Top of PASSAGE FOR REVIEW
Abstract
Research on substance use disorders has produced a slew of disappointments in studies designed to confirm basic principles of the technology approach to treatment dissemination. These setbacks should inspire addictions science to pursue complementary paths of inquiry that focus on evidence-based practices delivered under naturalistic conditions. This will require larger accommodations to, and closer partnerships with, the indigenous cultures of everyday care.
Keywords: alcohol users, substance use disorders, technology, treatment dissemination
Carey, Henson, Carey, and Maisto (2010) examine mechanisms of change in a brief motivational intervention for college-age alcohol users by analyzing mediational effects in two key domains: drinking motivation and drinking norms. The study contains most of the prized features of rigorous mechanisms research: an empirically based treatment (EBT), significant outcome effects in the study sample, mediator constructs with strong conceptual and procedural links to the centerpiece EBT, multidimensional operationalization of study variables, multiple measurement points for mediators and outcomes, and state-of-the-science longitudinal analytic techniques. The study also contains the all-too-common result for mechanisms studies involving substance use treatments: disappointing effects for the presumptive mediators (in this case, readiness to change and perceived costs/benefits of drinking).
Addictions research has witnessed a slew of disappointments in small- and large-scale studies designed to confirm basic principles of the technology approach to treatment dissemination. The technology approach attempts to articulate EBT implementation in precise fashion so that the curative elements of a given model can be specified, evaluated, and replicated (see Carroll & Nuro, 2002; Rounsaville, Carroll, & Onken, 2001). This includes standardizing the model in a treatment manual; identifying the population for whom treatment is intended; documenting procedures for selecting, training, and supervising practitioners; and monitoring implementation with valid fidelity tools. Randomized controlled trials, client-treatment matching studies, and mechanisms of change analyses are the research designs of choice for verifying and explaining treatment effects. The exacting standards of the technology approach are intended to promote the feasibility and strength of EBTs when delivered in various clinical settings.
TECHNOLOGY GLITCHES
The technology approach has spearheaded enormous gains in laboratory-based research on EBT implementation (via efficacy trials) and has started to make headway in real-world settings (via effectiveness studies). However, several noteworthy glitches in the technology approach have persistently occurred in addictions treatment. Because many of these glitches have arisen in high-profile, well-controlled studies, they are not easily dismissed as random or marginal. Three glitches seem particularly troublesome.
Bottom of PASSAGE FOR REVIEW
Top of RECORD EXCERPTS
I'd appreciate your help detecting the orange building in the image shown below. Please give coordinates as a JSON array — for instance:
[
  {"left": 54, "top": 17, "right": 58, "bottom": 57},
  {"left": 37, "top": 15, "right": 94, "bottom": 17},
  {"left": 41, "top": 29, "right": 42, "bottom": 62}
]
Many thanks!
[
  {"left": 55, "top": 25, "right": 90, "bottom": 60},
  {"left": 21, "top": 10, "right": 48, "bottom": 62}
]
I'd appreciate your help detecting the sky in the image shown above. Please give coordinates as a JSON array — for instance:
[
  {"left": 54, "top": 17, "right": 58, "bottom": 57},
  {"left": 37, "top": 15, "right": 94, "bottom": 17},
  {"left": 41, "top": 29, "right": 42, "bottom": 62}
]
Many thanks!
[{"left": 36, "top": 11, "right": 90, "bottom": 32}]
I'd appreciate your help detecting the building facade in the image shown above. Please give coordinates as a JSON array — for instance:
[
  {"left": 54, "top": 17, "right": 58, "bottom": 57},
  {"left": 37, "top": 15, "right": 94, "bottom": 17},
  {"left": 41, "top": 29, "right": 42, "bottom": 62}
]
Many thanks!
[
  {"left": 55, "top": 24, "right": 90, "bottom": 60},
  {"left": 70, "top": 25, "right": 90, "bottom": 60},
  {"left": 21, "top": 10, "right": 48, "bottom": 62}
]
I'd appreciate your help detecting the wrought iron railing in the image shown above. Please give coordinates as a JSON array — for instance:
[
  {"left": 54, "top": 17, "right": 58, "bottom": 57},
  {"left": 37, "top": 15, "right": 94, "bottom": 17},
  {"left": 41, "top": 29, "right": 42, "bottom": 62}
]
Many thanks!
Bottom of RECORD EXCERPTS
Top of RECORD EXCERPTS
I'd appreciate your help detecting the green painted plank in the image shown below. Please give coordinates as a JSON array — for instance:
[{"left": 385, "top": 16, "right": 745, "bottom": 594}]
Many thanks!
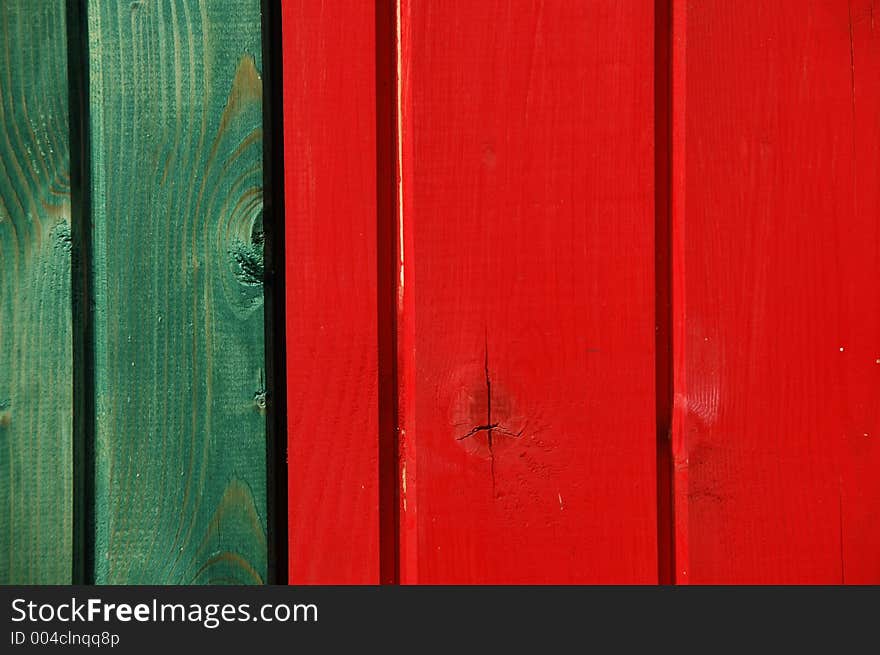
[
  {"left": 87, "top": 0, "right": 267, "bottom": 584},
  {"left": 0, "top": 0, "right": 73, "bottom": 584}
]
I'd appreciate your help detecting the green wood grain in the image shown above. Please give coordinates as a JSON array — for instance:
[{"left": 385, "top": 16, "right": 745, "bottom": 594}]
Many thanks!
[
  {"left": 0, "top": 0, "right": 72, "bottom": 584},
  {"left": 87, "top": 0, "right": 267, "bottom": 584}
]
Bottom of RECORD EXCERPTS
WHAT THE TASK REQUIRES -
In the passage on addictions treatment research, which two domains did Carey, Henson, Carey, and Maisto (2010) analyze for mediational effects?

EXPECTED OUTPUT -
Drinking motivation and drinking norms.